TrinityP3's new AI matchmaking tool lets marketers run their own pitches

While conventional directories rely on key words, the Claude-powered Agency Register distinguishes agencies by size, capabilities, and specialisations to ensure suitability.

Darren Woolley’s consultancy TrinityP3 has launched a new AI-powered platform that allows marketers to run their own pitches more efficiently by directly connecting them with agencies that best fit their needs. The first phase of the rollout has begun in Australia.

The new tool builds on TrinityP3’s long-running Agency Register, first launched in 2007, which houses detailed and confidential credentials for thousands of agencies. Until now, the Register has been an internal resource for TrinityP3’s consulting clients. With the new AI-driven platform, marketers can now access it directly and generate tailored shortlists of agencies that match their specific briefs.

Woolley, founder and CEO of TrinityP3 and a Campaign Asia-Pacific columnist, said the idea emerged while working on the consultancy’s 2025 State of the Pitch survey.

“Our research clearly shows that over the past two years, consultants are only managing around one in five pitches, with the rest managed mainly through marketers and their procurement teams,” said Woolley.

As a result, many marketers still rely on word-of-mouth referrals or Google searches to find agency partners, methods that, Woolley said, “only give them the surface-level stuff such as names, addresses, and contact details.”

“The real insights, like an agency’s experience, size, or capability, are buried,” he added.

The new AI platform aims to fix that long-standing frustration and streamline what is often a slow and hit-or-miss tender process, especially for brands that lack access to reliable data.

After testing six AI providers, TrinityP3 chose Claude, the large language model (LLM) developed by Anthropic. Woolley told Campaign that Claude was “best equipped to interpret prompts and distinguish agencies by size, capabilities, and specialisations.”

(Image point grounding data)

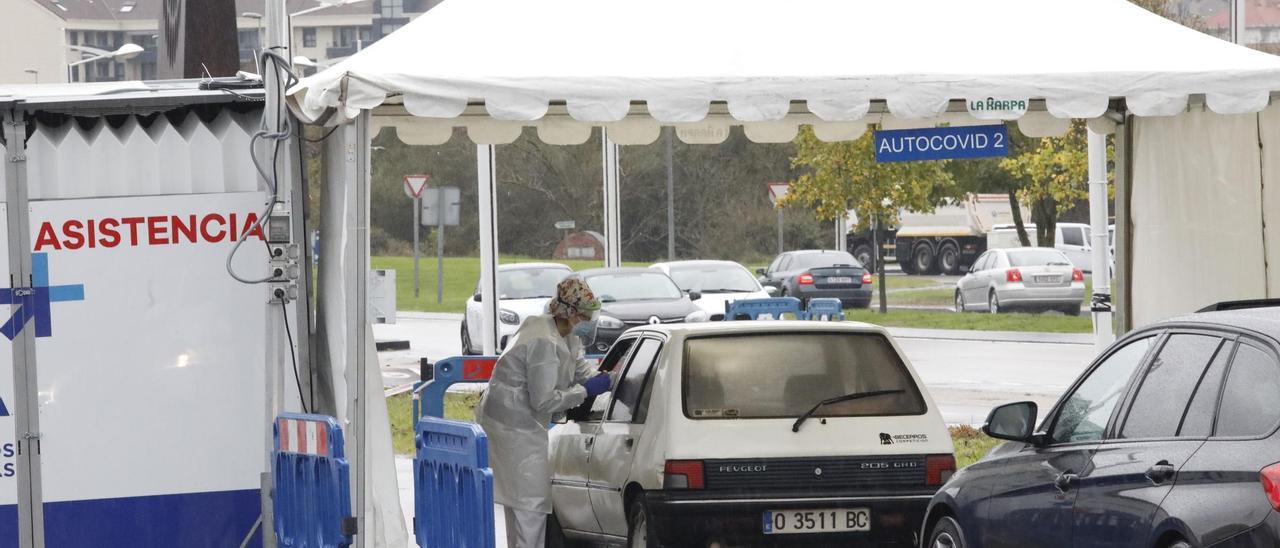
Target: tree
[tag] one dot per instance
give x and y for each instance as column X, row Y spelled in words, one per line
column 845, row 176
column 1056, row 176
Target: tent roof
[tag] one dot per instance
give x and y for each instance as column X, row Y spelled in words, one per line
column 671, row 62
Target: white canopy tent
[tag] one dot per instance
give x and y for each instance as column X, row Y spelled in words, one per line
column 566, row 67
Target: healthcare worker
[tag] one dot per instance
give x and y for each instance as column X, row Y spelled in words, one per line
column 540, row 375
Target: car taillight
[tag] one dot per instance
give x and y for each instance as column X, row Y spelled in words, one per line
column 684, row 475
column 1270, row 478
column 940, row 467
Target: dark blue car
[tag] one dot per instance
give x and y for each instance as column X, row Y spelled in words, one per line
column 1168, row 441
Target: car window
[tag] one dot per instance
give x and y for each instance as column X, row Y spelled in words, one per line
column 1249, row 397
column 1037, row 257
column 776, row 265
column 713, row 278
column 634, row 286
column 1084, row 414
column 785, row 374
column 1198, row 419
column 593, row 409
column 823, row 259
column 626, row 394
column 1168, row 386
column 1073, row 236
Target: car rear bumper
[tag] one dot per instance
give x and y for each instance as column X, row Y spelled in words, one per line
column 1266, row 534
column 1019, row 295
column 688, row 517
column 854, row 297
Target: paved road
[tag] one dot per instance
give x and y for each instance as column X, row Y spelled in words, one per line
column 967, row 371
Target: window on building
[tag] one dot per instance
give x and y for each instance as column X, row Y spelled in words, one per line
column 392, row 9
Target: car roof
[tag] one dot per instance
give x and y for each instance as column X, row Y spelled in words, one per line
column 1265, row 320
column 589, row 273
column 698, row 263
column 533, row 265
column 762, row 327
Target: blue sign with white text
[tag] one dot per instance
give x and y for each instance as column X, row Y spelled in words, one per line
column 941, row 144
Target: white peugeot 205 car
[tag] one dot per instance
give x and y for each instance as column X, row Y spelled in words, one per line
column 777, row 433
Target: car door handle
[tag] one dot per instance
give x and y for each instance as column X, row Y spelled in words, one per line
column 1066, row 480
column 1160, row 473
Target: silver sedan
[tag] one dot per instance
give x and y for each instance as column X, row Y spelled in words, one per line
column 1023, row 278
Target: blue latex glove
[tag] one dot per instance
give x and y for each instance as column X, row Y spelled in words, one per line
column 597, row 384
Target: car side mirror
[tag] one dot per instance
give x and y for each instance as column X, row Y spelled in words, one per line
column 1013, row 421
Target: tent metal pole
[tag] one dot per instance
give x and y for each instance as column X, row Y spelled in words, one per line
column 612, row 209
column 1124, row 236
column 1101, row 300
column 487, row 181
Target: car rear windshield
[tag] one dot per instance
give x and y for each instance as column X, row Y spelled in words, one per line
column 822, row 260
column 713, row 278
column 784, row 375
column 529, row 283
column 1037, row 257
column 634, row 287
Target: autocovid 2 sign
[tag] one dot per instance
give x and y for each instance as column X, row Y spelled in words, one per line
column 941, row 144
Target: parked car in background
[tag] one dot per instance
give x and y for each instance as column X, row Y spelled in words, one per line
column 1166, row 441
column 750, row 433
column 636, row 296
column 522, row 291
column 1023, row 278
column 1070, row 238
column 718, row 282
column 819, row 273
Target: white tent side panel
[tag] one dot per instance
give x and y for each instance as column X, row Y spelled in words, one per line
column 1197, row 213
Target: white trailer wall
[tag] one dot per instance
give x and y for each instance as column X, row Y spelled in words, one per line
column 151, row 359
column 1198, row 209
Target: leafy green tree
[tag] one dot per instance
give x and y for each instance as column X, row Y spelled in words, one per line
column 837, row 177
column 1055, row 174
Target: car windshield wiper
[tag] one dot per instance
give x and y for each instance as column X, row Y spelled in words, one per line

Required work. Pick up the article about TrinityP3's AI agency matchmaking tool after its last sentence and continue writing it.

Exercise response.
The team spent the past three months “rigorously testing” the platform with a select group of marketers before its official launch. Unlike conventional directories that rely on keywords, the Agency Register now uses deeper parameters such as client categories, billings-to-staff ratios, and retained versus project-based client relationships to infer agency suitability.

The platform remains free for agencies to join, with an optional paid verification badge confirming their details have been independently verified. Marketers can access the database for a monthly subscription fee of AU$495, which includes up to 300 searches.

For example, Woolley said a marketer could type a prompt such as: “I’m looking for a bespoke creative agency based in Melbourne with experience in the automotive sector.”

The portal then spits a shortlist of a maximum of eight agencies that fit the criteria, which marketers can tweak and refine further to get the right options.

The responses are not controlled by TrinityP3. Claude determines the shortlist results based on information submitted by agencies and the parameters of the query.

The platform currently lists nearly 2,000 agencies across creative, media, PR, and digital in Australia, with plans to expand to Southeast Asia, the UK, and the US in the coming months.

Woolley stressed that the tool isn’t designed to replace pitch consultants.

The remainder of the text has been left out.